> DOCUMENT EXCERPT:
--- START ---

5.1 Dataset of three upper-limb exercises

To evaluate the feasibility of our approach, this work utilizes the dataset of three exercises from 15 post-stroke subjects using a Kinect v2 sensor (Microsoft, Redmond, USA) (Lee et al. 2019). Fifteen post-stroke patients (2 females) with diverse functional abilities from mild to severe impairment (\(37 \pm 21\) out of 66 Fugl Meyer Scores (Sanford et al. 1993)) performed 10 repetitions of each exercise with both affected and unaffected sides. During the data collection, a sensor was located at a height of 0.72m above the floor and 2.5m away from a subject and recorded the trajectory of joints and video frames at 30 Hz. The starting and ending frames of exercise movements were manually annotated.

Two therapists (mean (M) \(= 5.0\), standard deviation (SD) \(= 1.0\) years of experience in stroke rehabilitation) annotated the dataset to implement our approach and compute the experts’ agreement level. They individually watched the recorded videos of patients’ exercise movements and annotated the performance components of the exercise motion dataset. For the frame-level annotation of the ‘Compensation’ performance component, two expert annotators reviewed the images that were extracted from the recorded videos with the corresponding sampling frequency using the FFmpeg tool (Developers 2016). The annotations of experts were compared to measure the experts’ agreement on F1-scores (i.e., ‘Experts’ Agreement’ in Appendix Table 4, with the Cohen’s kappa of 0.65). We utilized the annotation of an expert, who evaluated the functional abilities of patients with the Fugl–Meyer assessment and had more experience as the ground truth.

The collected dataset was divided into ‘Training’ and ‘User’ data as follows:

  • ‘Training Data’ (Fig. 1a) is composed of 140 unaffected motions and 140 affected motions from 14 post-stroke subjects to train a machine learning (ML) model.

  • ‘User Data’ (Fig. 1a) includes 10 unaffected motions and 10 affected motions of a testing post-stroke subject.

--- END ---

> Image-grounded pointing data:
--- START ---

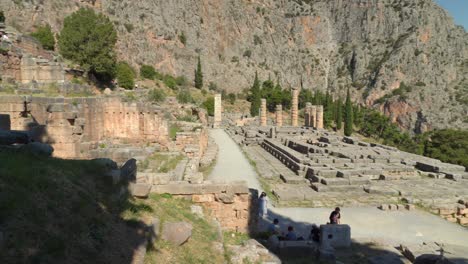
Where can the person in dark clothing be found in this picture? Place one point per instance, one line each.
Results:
(315, 233)
(335, 217)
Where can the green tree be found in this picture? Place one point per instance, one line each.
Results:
(147, 72)
(199, 75)
(339, 114)
(348, 115)
(125, 75)
(209, 106)
(255, 96)
(156, 95)
(88, 39)
(184, 96)
(45, 36)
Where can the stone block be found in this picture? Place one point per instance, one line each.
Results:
(225, 198)
(383, 207)
(203, 198)
(381, 190)
(177, 233)
(463, 221)
(129, 170)
(337, 236)
(462, 211)
(114, 176)
(140, 190)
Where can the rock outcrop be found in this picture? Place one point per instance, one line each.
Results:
(405, 57)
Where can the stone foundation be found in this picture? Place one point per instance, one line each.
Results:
(75, 126)
(231, 204)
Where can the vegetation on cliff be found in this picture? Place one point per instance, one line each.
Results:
(88, 38)
(45, 36)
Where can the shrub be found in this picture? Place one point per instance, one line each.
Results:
(231, 98)
(212, 86)
(209, 106)
(181, 81)
(156, 95)
(173, 129)
(183, 38)
(45, 36)
(184, 97)
(147, 72)
(88, 39)
(125, 75)
(170, 81)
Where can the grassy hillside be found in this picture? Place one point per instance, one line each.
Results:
(63, 211)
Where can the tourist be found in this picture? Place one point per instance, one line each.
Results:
(291, 235)
(314, 233)
(262, 205)
(335, 217)
(273, 228)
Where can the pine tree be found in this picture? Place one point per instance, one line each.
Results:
(339, 114)
(348, 129)
(255, 94)
(199, 75)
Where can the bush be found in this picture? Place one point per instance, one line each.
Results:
(147, 72)
(170, 81)
(156, 96)
(45, 36)
(173, 129)
(88, 39)
(181, 81)
(231, 98)
(125, 75)
(183, 38)
(184, 97)
(209, 106)
(212, 86)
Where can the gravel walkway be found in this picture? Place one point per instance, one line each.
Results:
(366, 223)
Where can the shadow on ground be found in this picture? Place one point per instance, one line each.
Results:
(65, 211)
(360, 251)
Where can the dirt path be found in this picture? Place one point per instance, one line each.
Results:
(231, 164)
(366, 223)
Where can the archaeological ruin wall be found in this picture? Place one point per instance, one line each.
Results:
(76, 126)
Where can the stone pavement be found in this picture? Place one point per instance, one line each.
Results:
(392, 226)
(231, 165)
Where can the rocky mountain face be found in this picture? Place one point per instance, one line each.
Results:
(404, 57)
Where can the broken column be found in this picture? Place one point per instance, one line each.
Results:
(319, 124)
(313, 116)
(217, 113)
(279, 115)
(307, 115)
(263, 113)
(294, 106)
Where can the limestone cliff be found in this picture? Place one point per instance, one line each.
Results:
(371, 45)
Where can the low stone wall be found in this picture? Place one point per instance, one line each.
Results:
(231, 204)
(74, 126)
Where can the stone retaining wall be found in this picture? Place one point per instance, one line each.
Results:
(231, 204)
(74, 126)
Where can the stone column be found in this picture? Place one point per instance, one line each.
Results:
(279, 115)
(294, 107)
(313, 116)
(307, 115)
(217, 114)
(319, 117)
(263, 113)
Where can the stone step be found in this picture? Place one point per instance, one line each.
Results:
(292, 179)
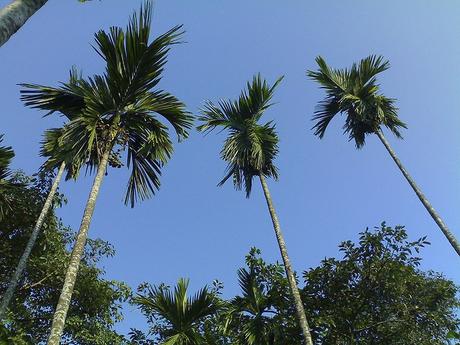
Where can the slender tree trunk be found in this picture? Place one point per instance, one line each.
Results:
(287, 265)
(30, 244)
(14, 16)
(436, 217)
(57, 327)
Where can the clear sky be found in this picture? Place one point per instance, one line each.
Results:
(328, 191)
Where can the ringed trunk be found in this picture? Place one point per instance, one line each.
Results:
(436, 217)
(57, 327)
(287, 265)
(14, 16)
(30, 244)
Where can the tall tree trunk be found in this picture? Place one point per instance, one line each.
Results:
(57, 327)
(287, 265)
(30, 244)
(14, 16)
(436, 217)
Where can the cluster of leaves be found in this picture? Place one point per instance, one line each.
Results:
(251, 147)
(96, 306)
(375, 294)
(354, 92)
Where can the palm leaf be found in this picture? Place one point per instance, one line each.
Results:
(250, 147)
(355, 93)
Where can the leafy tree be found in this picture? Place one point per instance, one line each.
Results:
(355, 93)
(120, 114)
(6, 155)
(250, 150)
(262, 314)
(376, 294)
(71, 106)
(179, 318)
(96, 306)
(14, 15)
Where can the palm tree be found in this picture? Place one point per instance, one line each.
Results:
(250, 311)
(249, 151)
(121, 115)
(355, 93)
(6, 155)
(69, 105)
(14, 15)
(183, 315)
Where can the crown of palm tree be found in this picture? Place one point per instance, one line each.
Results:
(6, 155)
(250, 148)
(118, 110)
(183, 314)
(249, 310)
(355, 93)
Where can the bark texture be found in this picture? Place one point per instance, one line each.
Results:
(436, 217)
(287, 265)
(57, 327)
(14, 15)
(30, 244)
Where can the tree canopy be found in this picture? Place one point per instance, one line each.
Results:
(375, 293)
(97, 304)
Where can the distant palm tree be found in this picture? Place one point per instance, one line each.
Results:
(120, 115)
(6, 155)
(70, 105)
(182, 314)
(250, 150)
(355, 93)
(250, 312)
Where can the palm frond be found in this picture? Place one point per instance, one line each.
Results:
(67, 99)
(355, 93)
(182, 313)
(6, 155)
(250, 148)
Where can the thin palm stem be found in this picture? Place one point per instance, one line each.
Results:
(57, 327)
(30, 244)
(287, 264)
(436, 217)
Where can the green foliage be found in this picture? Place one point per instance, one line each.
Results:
(250, 148)
(355, 93)
(374, 294)
(96, 306)
(6, 155)
(119, 110)
(178, 318)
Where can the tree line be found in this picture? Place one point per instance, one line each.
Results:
(123, 114)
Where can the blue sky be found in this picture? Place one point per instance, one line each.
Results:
(328, 191)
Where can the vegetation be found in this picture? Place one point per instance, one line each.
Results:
(250, 150)
(52, 285)
(355, 93)
(374, 294)
(97, 302)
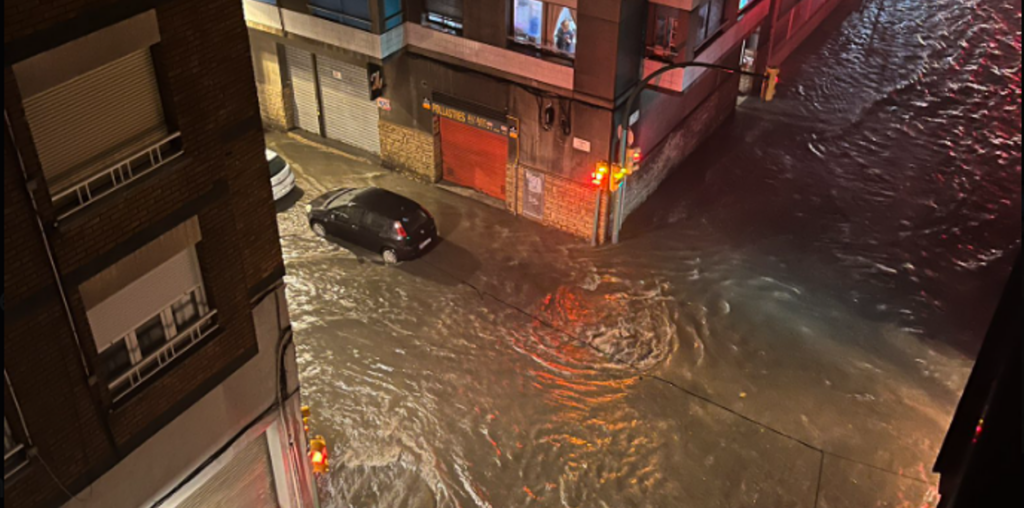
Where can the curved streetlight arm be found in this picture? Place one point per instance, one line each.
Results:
(624, 131)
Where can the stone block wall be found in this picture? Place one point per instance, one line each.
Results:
(568, 205)
(409, 151)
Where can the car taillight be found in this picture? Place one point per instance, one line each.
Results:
(400, 230)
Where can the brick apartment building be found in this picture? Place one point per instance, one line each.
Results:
(518, 99)
(147, 354)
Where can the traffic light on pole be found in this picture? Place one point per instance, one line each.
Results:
(601, 174)
(633, 159)
(771, 82)
(318, 455)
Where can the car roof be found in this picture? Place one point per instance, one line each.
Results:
(385, 203)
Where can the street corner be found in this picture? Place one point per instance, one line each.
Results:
(849, 484)
(721, 459)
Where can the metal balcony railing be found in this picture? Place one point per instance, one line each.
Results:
(144, 370)
(108, 181)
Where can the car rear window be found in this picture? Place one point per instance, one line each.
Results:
(417, 219)
(276, 166)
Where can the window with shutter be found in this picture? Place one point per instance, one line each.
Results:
(96, 121)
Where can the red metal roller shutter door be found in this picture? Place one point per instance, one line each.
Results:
(474, 158)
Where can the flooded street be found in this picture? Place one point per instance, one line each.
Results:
(788, 322)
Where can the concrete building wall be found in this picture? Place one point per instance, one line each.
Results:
(709, 116)
(270, 84)
(409, 151)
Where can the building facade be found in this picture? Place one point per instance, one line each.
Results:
(147, 351)
(516, 99)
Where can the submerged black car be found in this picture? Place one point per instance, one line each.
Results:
(382, 221)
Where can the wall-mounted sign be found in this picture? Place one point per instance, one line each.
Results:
(471, 119)
(532, 205)
(376, 75)
(581, 144)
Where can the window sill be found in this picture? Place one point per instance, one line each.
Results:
(164, 361)
(332, 15)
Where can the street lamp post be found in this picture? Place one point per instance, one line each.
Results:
(768, 93)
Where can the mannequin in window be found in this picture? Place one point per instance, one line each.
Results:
(565, 37)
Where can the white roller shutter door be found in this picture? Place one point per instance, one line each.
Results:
(303, 77)
(349, 116)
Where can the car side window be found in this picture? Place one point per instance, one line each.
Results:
(350, 214)
(376, 222)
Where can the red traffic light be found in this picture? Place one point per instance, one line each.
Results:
(318, 455)
(600, 173)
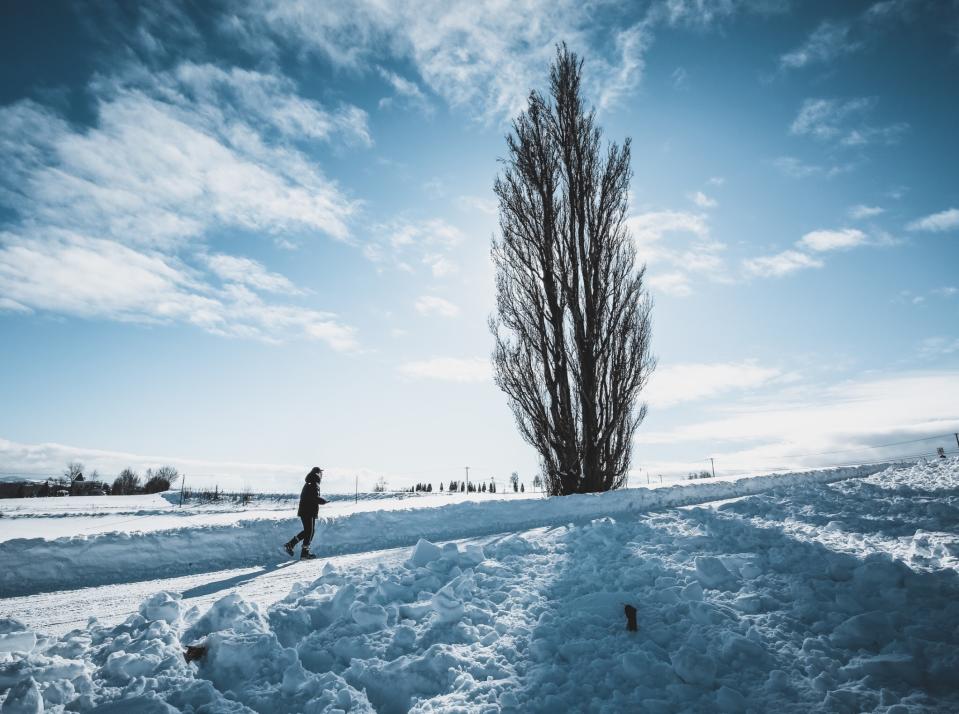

--- END ---

> WHAT YOU SHOULD DO:
Output the part of the upper-limb exercise dataset excerpt starting with "5.1 Dataset of" and going on through "were manually annotated.", copied word for word.

> RESPONSE TO THIS TASK:
5.1 Dataset of three upper-limb exercises

To evaluate the feasibility of our approach, this work utilizes the dataset of three exercises from 15 post-stroke subjects using a Kinect v2 sensor (Microsoft, Redmond, USA) (Lee et al. 2019). Fifteen post-stroke patients (2 females) with diverse functional abilities from mild to severe impairment (\(37 \pm 21\) out of 66 Fugl Meyer Scores (Sanford et al. 1993)) performed 10 repetitions of each exercise with both affected and unaffected sides. During the data collection, a sensor was located at a height of 0.72m above the floor and 2.5m away from a subject and recorded the trajectory of joints and video frames at 30 Hz. The starting and ending frames of exercise movements were manually annotated.